## Start PROVIDED PASSAGE
A year ago I had a three-some and submerged my mind, body and soul into the world of dating. It was a culture shock. The water was freezing and I broke out in a cold sweat each time I received a request for conversation. It had been several years since I’d even been in the presence of a man I wasn’t working with and even if my knight in shining armor had fallen out of the sky back then I wouldn’t have noticed. I jokingly say I have more male hormones than any woman should be allowed, and admittingly there is a little bit of truth in it even though I’m working hard to release them! I didn’t enjoy carrying the emotional physical weight in relationships simply because I could bear the burden. I carried the weight for so long that I forgot what it felt like to be a woman. When asked about a nickname, rather than saying A-D (my sons nicknamed me the “Alpha Dog”), which is really fitting, I suggest JT. It’s a lot easier to explain and less scary!
## End PROVIDED PASSAGE
## Start INFORMATION PROVIDED
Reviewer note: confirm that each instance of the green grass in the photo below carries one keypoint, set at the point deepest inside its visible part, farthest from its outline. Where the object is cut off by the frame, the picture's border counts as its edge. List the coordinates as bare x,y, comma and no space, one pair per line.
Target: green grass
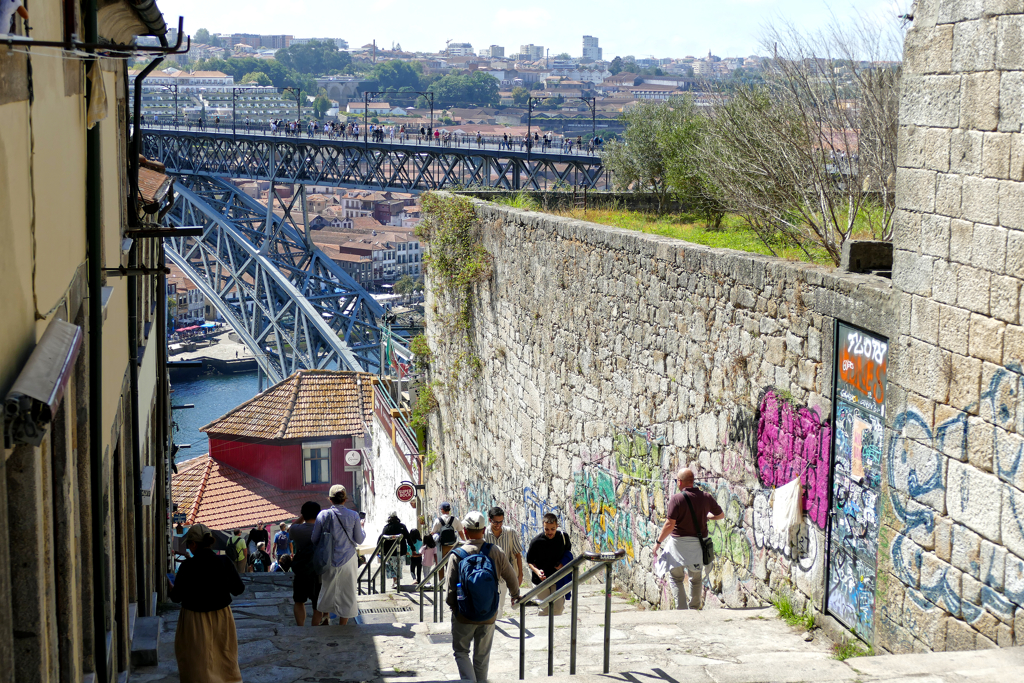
## End INFORMATION PROVIDED
For each statement below, say yes or no to whether it agrees with the provided passage, and quote the words of the passage that decide it.
1. The writer's sons gave the writer the nickname "Alpha Dog."
2. When asked about a nickname, the writer suggests A-D.
3. Only a few months had passed since the writer had been around a man outside of work.

1. Yes: "my sons nicknamed me the “Alpha Dog”"
2. No: "rather than saying A-D (my sons nicknamed me the “Alpha Dog”), which is really fitting, I suggest JT."
3. No: "It had been several years since I’d even been in the presence of a man I wasn’t working with"